(Stored data entries)
=-=-=
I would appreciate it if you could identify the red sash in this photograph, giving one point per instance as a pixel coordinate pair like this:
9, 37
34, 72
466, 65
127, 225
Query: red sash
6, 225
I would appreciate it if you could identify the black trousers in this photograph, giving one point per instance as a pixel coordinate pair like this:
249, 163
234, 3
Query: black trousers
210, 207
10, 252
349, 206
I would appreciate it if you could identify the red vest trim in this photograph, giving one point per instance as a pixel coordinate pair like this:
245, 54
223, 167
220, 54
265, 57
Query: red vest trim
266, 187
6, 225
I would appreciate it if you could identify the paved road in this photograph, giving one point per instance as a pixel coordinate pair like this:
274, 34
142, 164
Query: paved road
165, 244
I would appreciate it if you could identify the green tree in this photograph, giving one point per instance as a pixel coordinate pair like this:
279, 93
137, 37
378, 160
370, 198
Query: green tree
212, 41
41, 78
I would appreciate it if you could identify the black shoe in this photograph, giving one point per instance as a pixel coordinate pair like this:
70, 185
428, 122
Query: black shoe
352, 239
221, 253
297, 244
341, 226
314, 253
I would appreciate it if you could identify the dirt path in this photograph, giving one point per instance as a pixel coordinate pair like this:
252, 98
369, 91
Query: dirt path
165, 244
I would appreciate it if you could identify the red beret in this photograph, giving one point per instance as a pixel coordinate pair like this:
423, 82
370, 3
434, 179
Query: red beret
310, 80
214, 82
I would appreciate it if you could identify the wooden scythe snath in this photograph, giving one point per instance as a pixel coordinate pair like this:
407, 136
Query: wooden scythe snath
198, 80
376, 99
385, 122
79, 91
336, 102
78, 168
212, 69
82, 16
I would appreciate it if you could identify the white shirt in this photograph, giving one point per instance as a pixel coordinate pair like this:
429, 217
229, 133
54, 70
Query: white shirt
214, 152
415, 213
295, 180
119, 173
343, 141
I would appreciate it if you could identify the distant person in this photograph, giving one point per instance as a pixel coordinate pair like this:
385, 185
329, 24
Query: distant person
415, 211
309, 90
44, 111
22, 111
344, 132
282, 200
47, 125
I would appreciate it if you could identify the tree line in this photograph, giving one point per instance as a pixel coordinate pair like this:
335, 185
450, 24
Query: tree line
=-=-=
Arrange the lines of the material as a Markdown table with the columns "Row" and "Line", starting at the line that contains "I would appreciate it if you could identify the tree" and ending with the last line of the material. Number each line in order and leave out any blank lines.

■ **RESPONSE TO THE TASK**
| Row | Line |
|---|---|
| 1 | I would appreciate it if you could identify the tree line in this photograph, giving one point per instance as a pixel coordinate pair like this: |
| 2 | 335, 185 |
| 3 | 450, 24 |
| 4 | Query: tree line |